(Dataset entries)

----

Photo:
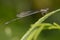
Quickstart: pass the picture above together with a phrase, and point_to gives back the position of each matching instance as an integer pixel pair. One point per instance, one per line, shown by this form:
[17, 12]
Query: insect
[27, 13]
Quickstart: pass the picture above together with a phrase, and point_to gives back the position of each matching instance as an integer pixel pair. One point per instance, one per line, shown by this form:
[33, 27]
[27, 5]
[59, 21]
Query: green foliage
[36, 28]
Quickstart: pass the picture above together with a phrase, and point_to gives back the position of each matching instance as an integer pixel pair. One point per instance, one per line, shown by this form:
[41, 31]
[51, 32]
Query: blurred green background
[16, 29]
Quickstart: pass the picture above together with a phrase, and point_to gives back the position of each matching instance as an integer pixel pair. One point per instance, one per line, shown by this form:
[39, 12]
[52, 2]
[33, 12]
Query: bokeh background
[15, 30]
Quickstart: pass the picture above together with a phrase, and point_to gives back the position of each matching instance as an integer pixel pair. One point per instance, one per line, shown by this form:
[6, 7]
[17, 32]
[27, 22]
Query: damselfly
[27, 13]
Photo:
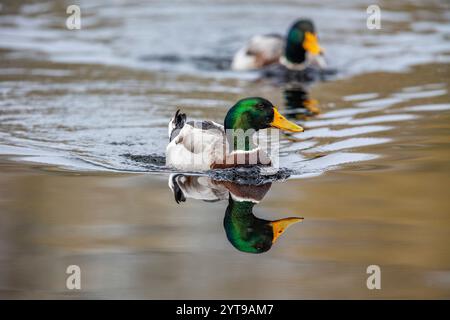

----

_Exercise details_
Without including any picture, retype the entries exactly.

_Finished exercise_
Photo:
Quickstart: pass the picture above together with a phrase, and point_to gives back the position of each matching instance as an integer pixel pair. One point per instance, one per line, shown by this form:
[17, 12]
Query: insect
[27, 13]
Quickstart: pass the picture above together with a phrase, and point_to gives back the position of each matching instance as an integer pixel pair. One point per instance, one per line, shown by this form:
[33, 27]
[27, 5]
[59, 21]
Query: green foliage
[36, 28]
Quickstart: pass the picture above together with a phrase, and point_to gives back the position of each matching instance as an integer pixel pair. One point per instance, one per line, shown by this form:
[41, 31]
[51, 32]
Query: blurred green background
[16, 29]
Quickstart: pass the picture above together with a phrase, and point_to gives back the position of each matching instance as an integer pixel pair. One point per instance, one per line, shown by this form:
[39, 12]
[52, 2]
[33, 12]
Query: bokeh background
[15, 30]
Quickstart: pass the picture above together with a phrase, and point_to gives back the position of each matching instance as an integer pixel pair. One point per instance, one per line, shown by this form:
[6, 7]
[17, 32]
[27, 22]
Query: damselfly
[27, 13]
Photo:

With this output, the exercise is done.